Rachel’s gone now.
I had been in charge
of her medical training for three years. During that time, I had taught her
medicine and prayed daily for her and spoken of Jesus to her when God urged me
to do so. I had been sincerely concerned that she should come to know our Lord.
She has now finished
her training and moved on into life, career and family. I may never hear from
her again. I have no idea whether God will one day bring her to His side
through distant voices and different experiences.
Luke, in his book of Acts, devotes more than five chapters
to Paul’s arrest in Jerusalem and his subsequent trial. Throughout this ordeal,
over and over again, Paul tells his story and the story of the Christ who had
saved him. In these chapters, we see politics, personalities and intrigue swirl
around him as he moves through history, faithfully sharing the gospel.
And nowhere in any of these chapters is there any evidence
that anyone accepted Christ through Paul’s message. He shared the gospel
whether or not it increased his suffering. He shared the gospel whether or not
he saw people coming to faith.
How much of our Christian work and words do we pursue because
they are truth and how much is guided by the response of the world? Can we move
forward into our own history, speaking the truth, acting the truth we know,
whether or not we see any positive results, whether or not that truth adds
suffering to our lives?
And this is not just about personal witness. So much of life
we start and never see the finish—the child we never finished raising, the book
we never finished writing, the broken loved one we never saw whole.
Like the last leg of a relay with the finish line over the
hill beyond our sight—the last leg of the relay, after a glorious handoff to
the only one who can finish the race, over the hill, where we cannot yet see,
but one day will.
Can we trust God with the results of our lives when we may
never see them come to pass? Can I trust God with Rachel’s future?
Dear God,
Let me trust you with
the future when I am no longer part of the plan.

* _ACTION ITEM 1_: According to the reflection, how long was the writer in charge of Rachel's medical training?
* _ACTION ITEM 2_: Copy the passage of the reflection that begins with "And this is" and continues through "of the plan.", word for word.

* _DATASET ENTRIES_:
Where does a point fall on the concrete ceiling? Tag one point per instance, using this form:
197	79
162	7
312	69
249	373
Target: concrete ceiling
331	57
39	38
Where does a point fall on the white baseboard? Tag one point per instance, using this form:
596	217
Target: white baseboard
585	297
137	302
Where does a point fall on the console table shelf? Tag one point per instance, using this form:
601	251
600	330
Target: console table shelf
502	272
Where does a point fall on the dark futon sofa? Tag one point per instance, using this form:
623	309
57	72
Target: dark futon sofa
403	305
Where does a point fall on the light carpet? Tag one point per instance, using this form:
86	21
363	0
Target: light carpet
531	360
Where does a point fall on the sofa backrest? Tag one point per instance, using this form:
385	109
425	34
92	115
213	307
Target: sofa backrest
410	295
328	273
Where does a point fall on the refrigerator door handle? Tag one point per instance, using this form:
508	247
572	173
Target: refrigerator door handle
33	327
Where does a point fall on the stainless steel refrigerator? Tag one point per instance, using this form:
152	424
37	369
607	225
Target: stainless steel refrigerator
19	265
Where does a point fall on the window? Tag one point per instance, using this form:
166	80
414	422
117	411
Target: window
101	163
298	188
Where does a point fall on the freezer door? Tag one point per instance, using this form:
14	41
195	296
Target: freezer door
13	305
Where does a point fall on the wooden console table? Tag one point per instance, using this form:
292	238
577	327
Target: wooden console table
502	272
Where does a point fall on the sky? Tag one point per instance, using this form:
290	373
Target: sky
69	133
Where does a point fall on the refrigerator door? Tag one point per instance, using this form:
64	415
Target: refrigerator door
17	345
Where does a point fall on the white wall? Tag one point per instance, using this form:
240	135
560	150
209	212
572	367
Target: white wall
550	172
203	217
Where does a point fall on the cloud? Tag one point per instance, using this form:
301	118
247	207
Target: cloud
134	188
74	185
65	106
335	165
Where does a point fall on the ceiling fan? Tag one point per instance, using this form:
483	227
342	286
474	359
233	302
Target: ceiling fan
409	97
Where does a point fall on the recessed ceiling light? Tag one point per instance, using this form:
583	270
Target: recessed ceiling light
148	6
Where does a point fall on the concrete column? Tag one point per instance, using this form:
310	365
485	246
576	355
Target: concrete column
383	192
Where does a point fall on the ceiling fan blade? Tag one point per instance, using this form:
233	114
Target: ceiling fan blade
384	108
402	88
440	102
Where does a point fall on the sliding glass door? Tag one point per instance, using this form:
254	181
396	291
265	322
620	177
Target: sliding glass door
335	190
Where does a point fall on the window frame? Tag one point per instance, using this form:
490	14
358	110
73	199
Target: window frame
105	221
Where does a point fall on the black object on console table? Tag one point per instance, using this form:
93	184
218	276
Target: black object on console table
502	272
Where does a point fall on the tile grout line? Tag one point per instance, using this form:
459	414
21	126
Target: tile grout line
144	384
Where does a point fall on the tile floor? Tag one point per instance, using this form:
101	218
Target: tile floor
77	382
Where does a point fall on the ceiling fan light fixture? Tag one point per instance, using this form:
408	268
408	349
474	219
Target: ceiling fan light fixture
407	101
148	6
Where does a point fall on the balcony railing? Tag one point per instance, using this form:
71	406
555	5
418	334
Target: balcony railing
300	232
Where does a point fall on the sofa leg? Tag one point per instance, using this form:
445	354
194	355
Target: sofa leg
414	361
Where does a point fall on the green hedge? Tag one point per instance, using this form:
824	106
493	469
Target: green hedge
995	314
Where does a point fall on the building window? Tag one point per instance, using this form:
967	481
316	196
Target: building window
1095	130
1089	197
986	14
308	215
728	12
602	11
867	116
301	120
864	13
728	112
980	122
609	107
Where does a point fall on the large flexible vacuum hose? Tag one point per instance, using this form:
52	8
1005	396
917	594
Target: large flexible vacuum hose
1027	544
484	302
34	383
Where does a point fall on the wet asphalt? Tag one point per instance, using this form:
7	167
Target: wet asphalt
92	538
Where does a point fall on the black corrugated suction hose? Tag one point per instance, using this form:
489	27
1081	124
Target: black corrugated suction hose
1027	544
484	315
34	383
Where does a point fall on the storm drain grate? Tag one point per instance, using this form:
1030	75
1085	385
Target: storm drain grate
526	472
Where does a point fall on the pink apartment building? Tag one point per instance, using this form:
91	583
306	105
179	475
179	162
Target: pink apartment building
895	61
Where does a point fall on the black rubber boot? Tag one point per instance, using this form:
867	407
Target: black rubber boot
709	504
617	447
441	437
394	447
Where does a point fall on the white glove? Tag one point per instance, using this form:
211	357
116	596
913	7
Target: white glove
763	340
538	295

* _WRITTEN REPLY 1_: Three years.

* _WRITTEN REPLY 2_:
And this is not just about personal witness. So much of life
we start and never see the finish—the child we never finished raising, the book
we never finished writing, the broken loved one we never saw whole.
Like the last leg of a relay with the finish line over the
hill beyond our sight—the last leg of the relay, after a glorious handoff to
the only one who can finish the race, over the hill, where we cannot yet see,
but one day will.
Can we trust God with the results of our lives when we may
never see them come to pass? Can I trust God with Rachel’s future?
Dear God,
Let me trust you with
the future when I am no longer part of the plan.